_RECORDED DATA_.
+--

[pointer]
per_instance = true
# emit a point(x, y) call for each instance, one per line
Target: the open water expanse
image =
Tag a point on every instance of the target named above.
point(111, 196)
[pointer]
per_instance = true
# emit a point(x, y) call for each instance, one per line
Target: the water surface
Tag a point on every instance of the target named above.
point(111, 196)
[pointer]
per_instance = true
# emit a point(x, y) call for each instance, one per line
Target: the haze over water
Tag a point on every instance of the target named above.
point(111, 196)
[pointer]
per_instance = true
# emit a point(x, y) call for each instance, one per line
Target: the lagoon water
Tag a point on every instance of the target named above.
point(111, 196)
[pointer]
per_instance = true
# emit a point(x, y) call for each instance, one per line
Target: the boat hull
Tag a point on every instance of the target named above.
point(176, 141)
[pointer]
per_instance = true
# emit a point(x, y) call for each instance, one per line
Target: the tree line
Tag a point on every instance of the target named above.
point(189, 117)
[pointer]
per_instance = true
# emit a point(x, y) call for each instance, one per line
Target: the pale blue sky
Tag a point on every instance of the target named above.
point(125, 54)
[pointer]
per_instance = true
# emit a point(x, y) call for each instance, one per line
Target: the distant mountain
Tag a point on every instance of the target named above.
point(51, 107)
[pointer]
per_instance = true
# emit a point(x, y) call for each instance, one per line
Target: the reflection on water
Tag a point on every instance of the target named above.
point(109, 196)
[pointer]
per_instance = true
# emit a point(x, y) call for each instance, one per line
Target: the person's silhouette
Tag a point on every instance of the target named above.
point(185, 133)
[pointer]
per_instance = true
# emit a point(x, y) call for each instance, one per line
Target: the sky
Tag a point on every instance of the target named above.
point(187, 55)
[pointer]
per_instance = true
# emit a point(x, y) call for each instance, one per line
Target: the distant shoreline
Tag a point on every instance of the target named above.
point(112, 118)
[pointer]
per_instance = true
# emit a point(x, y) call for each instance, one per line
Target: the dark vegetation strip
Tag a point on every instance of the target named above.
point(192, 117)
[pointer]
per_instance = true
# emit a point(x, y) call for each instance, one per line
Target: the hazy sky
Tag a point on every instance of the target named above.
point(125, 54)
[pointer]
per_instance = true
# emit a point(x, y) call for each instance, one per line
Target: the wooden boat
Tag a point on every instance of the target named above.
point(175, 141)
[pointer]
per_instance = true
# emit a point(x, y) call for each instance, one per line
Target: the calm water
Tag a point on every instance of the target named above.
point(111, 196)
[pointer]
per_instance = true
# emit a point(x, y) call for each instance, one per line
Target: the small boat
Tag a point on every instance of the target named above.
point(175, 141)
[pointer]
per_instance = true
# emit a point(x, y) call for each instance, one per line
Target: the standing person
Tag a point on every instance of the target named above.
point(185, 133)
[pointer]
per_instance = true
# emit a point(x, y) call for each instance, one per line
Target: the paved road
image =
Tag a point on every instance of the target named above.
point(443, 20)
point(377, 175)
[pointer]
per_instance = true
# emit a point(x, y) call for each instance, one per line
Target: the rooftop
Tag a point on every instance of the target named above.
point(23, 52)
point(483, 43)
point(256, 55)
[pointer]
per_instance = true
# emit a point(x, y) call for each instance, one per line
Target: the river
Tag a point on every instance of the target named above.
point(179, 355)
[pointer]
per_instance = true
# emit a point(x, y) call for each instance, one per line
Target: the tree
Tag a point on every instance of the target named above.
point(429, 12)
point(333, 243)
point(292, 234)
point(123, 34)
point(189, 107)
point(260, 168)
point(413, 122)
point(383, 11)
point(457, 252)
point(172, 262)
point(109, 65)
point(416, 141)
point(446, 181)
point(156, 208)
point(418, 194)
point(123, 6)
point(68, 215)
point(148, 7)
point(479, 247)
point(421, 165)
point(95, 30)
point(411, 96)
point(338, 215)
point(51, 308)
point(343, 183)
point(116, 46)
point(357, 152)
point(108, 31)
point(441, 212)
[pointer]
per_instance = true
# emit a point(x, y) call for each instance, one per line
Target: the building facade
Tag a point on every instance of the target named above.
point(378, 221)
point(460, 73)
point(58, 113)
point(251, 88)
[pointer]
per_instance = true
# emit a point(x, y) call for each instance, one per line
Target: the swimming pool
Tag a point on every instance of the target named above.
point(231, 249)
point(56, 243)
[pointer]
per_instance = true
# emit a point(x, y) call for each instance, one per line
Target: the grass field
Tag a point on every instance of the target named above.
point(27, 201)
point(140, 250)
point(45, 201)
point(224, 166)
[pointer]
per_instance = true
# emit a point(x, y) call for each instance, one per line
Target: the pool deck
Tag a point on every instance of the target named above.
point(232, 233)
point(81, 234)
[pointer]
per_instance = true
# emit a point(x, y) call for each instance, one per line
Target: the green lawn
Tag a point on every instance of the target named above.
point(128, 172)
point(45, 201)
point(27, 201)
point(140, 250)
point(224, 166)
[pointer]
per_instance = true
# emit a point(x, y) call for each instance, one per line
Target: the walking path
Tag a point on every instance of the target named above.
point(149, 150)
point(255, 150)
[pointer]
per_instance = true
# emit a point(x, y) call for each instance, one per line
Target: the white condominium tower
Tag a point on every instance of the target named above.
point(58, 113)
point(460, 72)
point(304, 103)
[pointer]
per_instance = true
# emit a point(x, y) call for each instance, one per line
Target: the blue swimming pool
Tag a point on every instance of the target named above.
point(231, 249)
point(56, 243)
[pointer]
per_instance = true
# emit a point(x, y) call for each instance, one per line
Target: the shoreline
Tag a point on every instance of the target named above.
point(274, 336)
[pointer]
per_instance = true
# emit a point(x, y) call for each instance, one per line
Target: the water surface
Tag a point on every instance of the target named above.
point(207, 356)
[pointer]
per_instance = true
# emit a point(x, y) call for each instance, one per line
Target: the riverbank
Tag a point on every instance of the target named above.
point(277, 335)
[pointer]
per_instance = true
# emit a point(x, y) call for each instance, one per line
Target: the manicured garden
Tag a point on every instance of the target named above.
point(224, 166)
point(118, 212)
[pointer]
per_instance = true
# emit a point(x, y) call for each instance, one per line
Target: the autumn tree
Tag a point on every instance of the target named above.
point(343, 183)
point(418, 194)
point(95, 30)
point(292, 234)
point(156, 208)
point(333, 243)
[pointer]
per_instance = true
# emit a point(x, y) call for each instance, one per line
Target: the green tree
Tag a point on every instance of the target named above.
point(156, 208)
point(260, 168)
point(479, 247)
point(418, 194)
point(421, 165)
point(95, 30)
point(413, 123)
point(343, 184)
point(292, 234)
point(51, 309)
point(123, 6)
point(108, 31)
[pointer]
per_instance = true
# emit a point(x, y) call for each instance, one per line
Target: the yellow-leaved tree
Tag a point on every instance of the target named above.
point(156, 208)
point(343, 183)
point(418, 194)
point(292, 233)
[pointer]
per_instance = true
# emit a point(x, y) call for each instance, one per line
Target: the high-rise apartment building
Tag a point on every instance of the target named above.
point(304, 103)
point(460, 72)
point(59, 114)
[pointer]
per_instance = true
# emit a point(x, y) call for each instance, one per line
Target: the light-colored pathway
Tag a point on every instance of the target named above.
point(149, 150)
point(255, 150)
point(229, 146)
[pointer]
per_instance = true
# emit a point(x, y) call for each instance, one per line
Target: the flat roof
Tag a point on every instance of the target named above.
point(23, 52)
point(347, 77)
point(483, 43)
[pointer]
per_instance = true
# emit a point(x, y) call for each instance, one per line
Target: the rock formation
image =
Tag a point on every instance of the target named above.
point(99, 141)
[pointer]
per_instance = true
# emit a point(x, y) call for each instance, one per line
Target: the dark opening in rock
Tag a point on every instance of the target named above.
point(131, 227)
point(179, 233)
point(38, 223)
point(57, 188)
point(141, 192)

+--

List every line in the entries above that contains the word "water".

_TASK RESULT_.
Target: the open water expanse
Target: the water surface
Target: the haze over water
Target: the lagoon water
Target: the reflection on water
Target: the calm water
Target: the water surface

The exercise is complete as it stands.